= PROBLEM DETAILS =
Render every line of the listing below as a JSON array of strings, with one string per line and blank lines omitted.

= EXTRACTED RECORDS =

---------------

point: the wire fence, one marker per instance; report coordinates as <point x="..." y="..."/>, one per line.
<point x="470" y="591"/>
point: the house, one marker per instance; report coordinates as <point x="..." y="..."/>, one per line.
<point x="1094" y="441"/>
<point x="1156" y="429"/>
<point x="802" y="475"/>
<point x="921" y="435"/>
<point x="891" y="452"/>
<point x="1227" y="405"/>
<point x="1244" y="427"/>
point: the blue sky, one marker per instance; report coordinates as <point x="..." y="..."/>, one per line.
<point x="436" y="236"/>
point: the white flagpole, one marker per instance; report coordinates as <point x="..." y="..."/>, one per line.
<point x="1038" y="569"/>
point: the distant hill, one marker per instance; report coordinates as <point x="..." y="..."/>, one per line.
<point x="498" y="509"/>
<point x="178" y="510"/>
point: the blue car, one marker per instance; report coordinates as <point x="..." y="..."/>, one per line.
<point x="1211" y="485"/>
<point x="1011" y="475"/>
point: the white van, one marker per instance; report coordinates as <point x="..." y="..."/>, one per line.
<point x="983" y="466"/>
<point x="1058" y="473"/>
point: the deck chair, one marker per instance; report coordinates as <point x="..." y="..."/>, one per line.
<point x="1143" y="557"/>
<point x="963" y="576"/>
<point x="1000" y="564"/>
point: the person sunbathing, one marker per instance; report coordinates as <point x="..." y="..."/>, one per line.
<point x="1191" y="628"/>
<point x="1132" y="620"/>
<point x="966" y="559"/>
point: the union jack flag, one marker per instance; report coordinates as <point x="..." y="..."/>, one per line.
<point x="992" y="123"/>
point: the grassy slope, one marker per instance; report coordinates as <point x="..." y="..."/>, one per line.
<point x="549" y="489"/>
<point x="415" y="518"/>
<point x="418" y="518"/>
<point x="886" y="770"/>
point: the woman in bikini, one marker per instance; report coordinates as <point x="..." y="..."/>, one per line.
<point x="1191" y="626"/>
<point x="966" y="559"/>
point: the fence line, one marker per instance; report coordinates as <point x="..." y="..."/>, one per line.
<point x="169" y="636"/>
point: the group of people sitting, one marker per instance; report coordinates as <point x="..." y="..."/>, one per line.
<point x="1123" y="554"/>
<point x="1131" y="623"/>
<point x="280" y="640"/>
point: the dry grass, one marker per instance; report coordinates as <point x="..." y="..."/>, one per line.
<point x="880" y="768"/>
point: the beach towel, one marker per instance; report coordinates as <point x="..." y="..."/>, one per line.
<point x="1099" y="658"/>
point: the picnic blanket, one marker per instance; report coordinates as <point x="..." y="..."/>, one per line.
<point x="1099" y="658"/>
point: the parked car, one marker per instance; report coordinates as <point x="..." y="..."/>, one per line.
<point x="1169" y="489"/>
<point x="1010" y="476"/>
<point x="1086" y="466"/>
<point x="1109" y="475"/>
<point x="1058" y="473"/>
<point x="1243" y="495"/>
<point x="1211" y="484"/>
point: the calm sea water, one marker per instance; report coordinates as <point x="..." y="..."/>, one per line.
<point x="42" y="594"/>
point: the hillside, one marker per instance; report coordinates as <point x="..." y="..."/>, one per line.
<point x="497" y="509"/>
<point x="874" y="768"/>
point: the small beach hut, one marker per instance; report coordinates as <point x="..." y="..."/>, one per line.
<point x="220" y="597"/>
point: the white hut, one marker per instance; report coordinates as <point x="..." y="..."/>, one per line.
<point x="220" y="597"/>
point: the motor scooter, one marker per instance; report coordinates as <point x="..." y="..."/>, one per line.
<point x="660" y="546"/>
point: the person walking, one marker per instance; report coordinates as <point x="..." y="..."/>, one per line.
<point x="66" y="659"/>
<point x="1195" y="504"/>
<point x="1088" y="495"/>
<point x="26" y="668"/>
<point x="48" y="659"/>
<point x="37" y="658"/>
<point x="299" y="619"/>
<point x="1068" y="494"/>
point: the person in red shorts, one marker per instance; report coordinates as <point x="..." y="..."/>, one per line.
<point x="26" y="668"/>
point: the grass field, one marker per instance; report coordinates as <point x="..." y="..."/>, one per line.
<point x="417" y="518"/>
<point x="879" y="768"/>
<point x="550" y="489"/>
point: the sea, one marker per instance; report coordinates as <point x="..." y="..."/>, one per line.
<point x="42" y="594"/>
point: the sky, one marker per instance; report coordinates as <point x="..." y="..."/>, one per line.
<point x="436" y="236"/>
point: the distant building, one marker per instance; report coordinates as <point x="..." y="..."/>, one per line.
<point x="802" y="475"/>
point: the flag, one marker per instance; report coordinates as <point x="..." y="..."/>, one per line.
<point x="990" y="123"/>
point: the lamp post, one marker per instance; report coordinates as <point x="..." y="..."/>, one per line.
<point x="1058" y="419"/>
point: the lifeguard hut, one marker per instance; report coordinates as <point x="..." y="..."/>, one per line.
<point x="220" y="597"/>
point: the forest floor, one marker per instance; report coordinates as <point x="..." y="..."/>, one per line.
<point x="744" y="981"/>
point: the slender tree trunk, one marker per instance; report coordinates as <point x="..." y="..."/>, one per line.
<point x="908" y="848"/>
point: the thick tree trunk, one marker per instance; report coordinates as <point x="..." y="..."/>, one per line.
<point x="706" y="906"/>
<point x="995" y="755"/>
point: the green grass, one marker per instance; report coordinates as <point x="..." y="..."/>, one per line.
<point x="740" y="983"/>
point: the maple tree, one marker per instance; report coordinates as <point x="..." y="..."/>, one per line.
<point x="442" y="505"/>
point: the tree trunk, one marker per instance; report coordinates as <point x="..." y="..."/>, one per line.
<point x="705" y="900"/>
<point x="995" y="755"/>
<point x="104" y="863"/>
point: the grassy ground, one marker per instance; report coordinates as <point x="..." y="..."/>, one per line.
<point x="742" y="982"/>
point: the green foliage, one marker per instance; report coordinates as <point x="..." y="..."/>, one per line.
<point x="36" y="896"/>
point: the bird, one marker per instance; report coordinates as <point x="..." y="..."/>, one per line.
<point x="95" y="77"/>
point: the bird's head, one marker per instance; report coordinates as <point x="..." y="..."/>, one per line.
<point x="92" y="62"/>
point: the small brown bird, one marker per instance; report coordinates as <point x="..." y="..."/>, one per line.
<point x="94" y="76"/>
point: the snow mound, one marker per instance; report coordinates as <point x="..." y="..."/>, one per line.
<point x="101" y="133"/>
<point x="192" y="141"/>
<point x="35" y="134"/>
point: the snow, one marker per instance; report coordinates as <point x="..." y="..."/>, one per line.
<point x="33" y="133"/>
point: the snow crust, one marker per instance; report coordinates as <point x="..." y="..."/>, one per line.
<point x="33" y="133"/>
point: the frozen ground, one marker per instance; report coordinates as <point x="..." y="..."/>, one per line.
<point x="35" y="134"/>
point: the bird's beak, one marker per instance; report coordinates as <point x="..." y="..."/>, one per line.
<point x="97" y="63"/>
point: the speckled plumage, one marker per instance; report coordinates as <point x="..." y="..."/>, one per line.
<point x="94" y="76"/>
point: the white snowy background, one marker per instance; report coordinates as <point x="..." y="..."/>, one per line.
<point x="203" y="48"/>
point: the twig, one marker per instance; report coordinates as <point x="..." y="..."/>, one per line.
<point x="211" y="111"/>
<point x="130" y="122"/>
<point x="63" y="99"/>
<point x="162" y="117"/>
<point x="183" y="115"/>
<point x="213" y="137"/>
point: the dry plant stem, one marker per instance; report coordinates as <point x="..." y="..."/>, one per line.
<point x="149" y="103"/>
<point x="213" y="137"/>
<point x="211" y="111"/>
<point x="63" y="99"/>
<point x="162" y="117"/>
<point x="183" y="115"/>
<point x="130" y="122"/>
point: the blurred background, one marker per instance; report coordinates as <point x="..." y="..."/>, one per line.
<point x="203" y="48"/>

---------------

= ANSWER TO THIS PROBLEM =
[
  "point: the wire fence, one marker per instance; report coordinates as <point x=\"...\" y=\"...\"/>, one per line.",
  "<point x=\"470\" y=\"591\"/>",
  "point: the house, one marker per instance; report coordinates as <point x=\"...\" y=\"...\"/>, one per line.",
  "<point x=\"1094\" y=\"441\"/>",
  "<point x=\"1156\" y=\"429\"/>",
  "<point x=\"802\" y=\"475\"/>",
  "<point x=\"921\" y=\"435\"/>",
  "<point x=\"891\" y=\"452\"/>",
  "<point x=\"1227\" y=\"405\"/>",
  "<point x=\"1244\" y=\"427\"/>",
  "point: the blue sky, one marker per instance; report coordinates as <point x=\"...\" y=\"...\"/>, one per line.",
  "<point x=\"436\" y=\"236\"/>",
  "point: the white flagpole, one marker per instance; report coordinates as <point x=\"...\" y=\"...\"/>, one per line.",
  "<point x=\"1038\" y=\"569\"/>",
  "point: the distant hill, one marker per instance; report coordinates as <point x=\"...\" y=\"...\"/>, one per line.",
  "<point x=\"498\" y=\"509\"/>",
  "<point x=\"178\" y=\"510\"/>",
  "point: the blue car, one marker per instance; report coordinates as <point x=\"...\" y=\"...\"/>, one per line.",
  "<point x=\"1211\" y=\"485\"/>",
  "<point x=\"1011\" y=\"475\"/>",
  "point: the white van, one marker per instance; report coordinates as <point x=\"...\" y=\"...\"/>, one per line.",
  "<point x=\"983\" y=\"466\"/>",
  "<point x=\"1058\" y=\"473\"/>",
  "point: the deck chair, one marker per instance; report coordinates as <point x=\"...\" y=\"...\"/>, one per line.",
  "<point x=\"1143\" y=\"557\"/>",
  "<point x=\"963\" y=\"576\"/>",
  "<point x=\"1000\" y=\"564\"/>",
  "point: the person sunbathing, one marker per instance; report coordinates as <point x=\"...\" y=\"...\"/>, one per line.",
  "<point x=\"1191\" y=\"628\"/>",
  "<point x=\"1132\" y=\"620\"/>",
  "<point x=\"966\" y=\"559\"/>",
  "point: the union jack flag, one marker per instance; report coordinates as <point x=\"...\" y=\"...\"/>, one per line.",
  "<point x=\"992\" y=\"123\"/>",
  "point: the grassy slope, one marker per instance; report coordinates as <point x=\"...\" y=\"...\"/>, one per line.",
  "<point x=\"549\" y=\"489\"/>",
  "<point x=\"415\" y=\"518\"/>",
  "<point x=\"418\" y=\"518\"/>",
  "<point x=\"886\" y=\"770\"/>",
  "point: the woman in bikini, one marker per instance; report coordinates as <point x=\"...\" y=\"...\"/>, one per line.",
  "<point x=\"1191\" y=\"626\"/>",
  "<point x=\"966\" y=\"559\"/>",
  "point: the fence line, one marker per instance; report coordinates as <point x=\"...\" y=\"...\"/>, one per line.",
  "<point x=\"169\" y=\"636\"/>",
  "point: the group of people sitting, one marker per instance; report coordinates as <point x=\"...\" y=\"...\"/>, one per line.",
  "<point x=\"1123\" y=\"554\"/>",
  "<point x=\"1131\" y=\"623\"/>",
  "<point x=\"280\" y=\"640\"/>",
  "point: the dry grass, one marker per instance; report coordinates as <point x=\"...\" y=\"...\"/>, one per line.",
  "<point x=\"880\" y=\"768\"/>",
  "point: the beach towel, one marker per instance; report coordinates as <point x=\"...\" y=\"...\"/>, one per line.",
  "<point x=\"1099\" y=\"658\"/>",
  "point: the picnic blanket, one marker per instance; report coordinates as <point x=\"...\" y=\"...\"/>, one per line.",
  "<point x=\"1099\" y=\"658\"/>",
  "point: the parked car, one marker per instance; report coordinates as <point x=\"...\" y=\"...\"/>, one per line.",
  "<point x=\"1169\" y=\"489\"/>",
  "<point x=\"1010\" y=\"476\"/>",
  "<point x=\"1086\" y=\"466\"/>",
  "<point x=\"1109\" y=\"475\"/>",
  "<point x=\"1058\" y=\"473\"/>",
  "<point x=\"1243\" y=\"495\"/>",
  "<point x=\"1211\" y=\"484\"/>",
  "point: the calm sea water, one marker per instance; report coordinates as <point x=\"...\" y=\"...\"/>, one per line.",
  "<point x=\"42\" y=\"594\"/>",
  "point: the hillside, one marker per instance; report coordinates as <point x=\"...\" y=\"...\"/>, one per line.",
  "<point x=\"497\" y=\"509\"/>",
  "<point x=\"874\" y=\"768\"/>",
  "point: the small beach hut, one marker per instance; report coordinates as <point x=\"...\" y=\"...\"/>, one per line.",
  "<point x=\"220\" y=\"597\"/>",
  "point: the white hut, one marker per instance; report coordinates as <point x=\"...\" y=\"...\"/>, one per line.",
  "<point x=\"220\" y=\"597\"/>",
  "point: the motor scooter, one marker per instance; report coordinates as <point x=\"...\" y=\"...\"/>, one per line.",
  "<point x=\"660\" y=\"546\"/>",
  "point: the person walking, one marker per instance; report coordinates as <point x=\"...\" y=\"...\"/>, one per line.",
  "<point x=\"66\" y=\"659\"/>",
  "<point x=\"1195\" y=\"504\"/>",
  "<point x=\"1088\" y=\"495\"/>",
  "<point x=\"26\" y=\"668\"/>",
  "<point x=\"48\" y=\"659\"/>",
  "<point x=\"37\" y=\"658\"/>",
  "<point x=\"299\" y=\"619\"/>",
  "<point x=\"1068\" y=\"494\"/>",
  "point: the person in red shorts, one marker per instance; report coordinates as <point x=\"...\" y=\"...\"/>, one per line.",
  "<point x=\"26\" y=\"668\"/>",
  "point: the grass field, one marker per instance; report coordinates as <point x=\"...\" y=\"...\"/>, one per line.",
  "<point x=\"417\" y=\"518\"/>",
  "<point x=\"879\" y=\"768\"/>",
  "<point x=\"550\" y=\"489\"/>",
  "point: the sea, one marker per instance; report coordinates as <point x=\"...\" y=\"...\"/>, one per line.",
  "<point x=\"42\" y=\"594\"/>",
  "point: the sky, one marker per instance; report coordinates as <point x=\"...\" y=\"...\"/>, one per line.",
  "<point x=\"436\" y=\"236\"/>",
  "point: the distant building, one marker per instance; report coordinates as <point x=\"...\" y=\"...\"/>, one per line.",
  "<point x=\"802\" y=\"475\"/>",
  "point: the flag, one marker per instance; report coordinates as <point x=\"...\" y=\"...\"/>, one per line.",
  "<point x=\"990\" y=\"123\"/>",
  "point: the lamp post, one marker per instance; report coordinates as <point x=\"...\" y=\"...\"/>, one per line.",
  "<point x=\"1058\" y=\"419\"/>",
  "point: the lifeguard hut, one marker per instance; report coordinates as <point x=\"...\" y=\"...\"/>, one per line.",
  "<point x=\"220\" y=\"597\"/>",
  "point: the forest floor, one marker per instance; report coordinates as <point x=\"...\" y=\"...\"/>, one per line.",
  "<point x=\"744\" y=\"981\"/>",
  "point: the slender tree trunk, one marker per instance; report coordinates as <point x=\"...\" y=\"...\"/>, one per line.",
  "<point x=\"908\" y=\"848\"/>",
  "point: the thick tree trunk, one marker per instance; report coordinates as <point x=\"...\" y=\"...\"/>, one per line.",
  "<point x=\"706\" y=\"906\"/>",
  "<point x=\"995\" y=\"755\"/>",
  "point: the green grass, one marker per instance; report coordinates as <point x=\"...\" y=\"...\"/>, one per line.",
  "<point x=\"740\" y=\"983\"/>",
  "point: the maple tree, one marker per instance; report coordinates as <point x=\"...\" y=\"...\"/>, one per line.",
  "<point x=\"442\" y=\"505\"/>",
  "point: the tree trunk, one marker per instance; report coordinates as <point x=\"...\" y=\"...\"/>, one per line.",
  "<point x=\"705\" y=\"900\"/>",
  "<point x=\"995\" y=\"755\"/>",
  "<point x=\"104\" y=\"863\"/>",
  "point: the grassy ground, one marker per instance; report coordinates as <point x=\"...\" y=\"...\"/>, one per line.",
  "<point x=\"742\" y=\"982\"/>",
  "point: the green foliage, one marker per instance; report coordinates as <point x=\"...\" y=\"...\"/>, one per line.",
  "<point x=\"36\" y=\"896\"/>",
  "point: the bird, one marker per instance; report coordinates as <point x=\"...\" y=\"...\"/>, one per line.",
  "<point x=\"95\" y=\"77\"/>",
  "point: the bird's head, one marker per instance; report coordinates as <point x=\"...\" y=\"...\"/>, one per line.",
  "<point x=\"92\" y=\"62\"/>",
  "point: the small brown bird, one marker per instance; report coordinates as <point x=\"...\" y=\"...\"/>, one per line.",
  "<point x=\"94\" y=\"76\"/>",
  "point: the snow mound, one marker per instance; report coordinates as <point x=\"...\" y=\"...\"/>, one per line.",
  "<point x=\"101\" y=\"133\"/>",
  "<point x=\"192\" y=\"141\"/>",
  "<point x=\"35\" y=\"134\"/>",
  "point: the snow, one marker per instance; report coordinates as <point x=\"...\" y=\"...\"/>, one per line.",
  "<point x=\"33\" y=\"133\"/>",
  "point: the snow crust, one marker per instance; report coordinates as <point x=\"...\" y=\"...\"/>, one per line.",
  "<point x=\"33\" y=\"133\"/>",
  "point: the frozen ground, one marker per instance; report coordinates as <point x=\"...\" y=\"...\"/>, one per line.",
  "<point x=\"35\" y=\"134\"/>",
  "point: the bird's beak, one marker per instance; report coordinates as <point x=\"...\" y=\"...\"/>, one per line.",
  "<point x=\"97\" y=\"63\"/>",
  "point: the speckled plumage, one marker per instance; report coordinates as <point x=\"...\" y=\"...\"/>, one per line.",
  "<point x=\"94\" y=\"76\"/>",
  "point: the white snowy background, one marker per instance; report coordinates as <point x=\"...\" y=\"...\"/>, one per line.",
  "<point x=\"203\" y=\"48\"/>",
  "point: the twig, one marker per instance; report coordinates as <point x=\"...\" y=\"...\"/>, one per line.",
  "<point x=\"211\" y=\"111\"/>",
  "<point x=\"130\" y=\"122\"/>",
  "<point x=\"63\" y=\"99\"/>",
  "<point x=\"162\" y=\"117\"/>",
  "<point x=\"183\" y=\"115\"/>",
  "<point x=\"213\" y=\"137\"/>",
  "point: the dry plant stem, one marker per instance; report coordinates as <point x=\"...\" y=\"...\"/>, one per line.",
  "<point x=\"149\" y=\"103\"/>",
  "<point x=\"213\" y=\"137\"/>",
  "<point x=\"211\" y=\"111\"/>",
  "<point x=\"63\" y=\"99\"/>",
  "<point x=\"162\" y=\"117\"/>",
  "<point x=\"183\" y=\"115\"/>",
  "<point x=\"130\" y=\"122\"/>",
  "point: the blurred background, one marker per instance; report coordinates as <point x=\"...\" y=\"...\"/>, one per line.",
  "<point x=\"203\" y=\"48\"/>"
]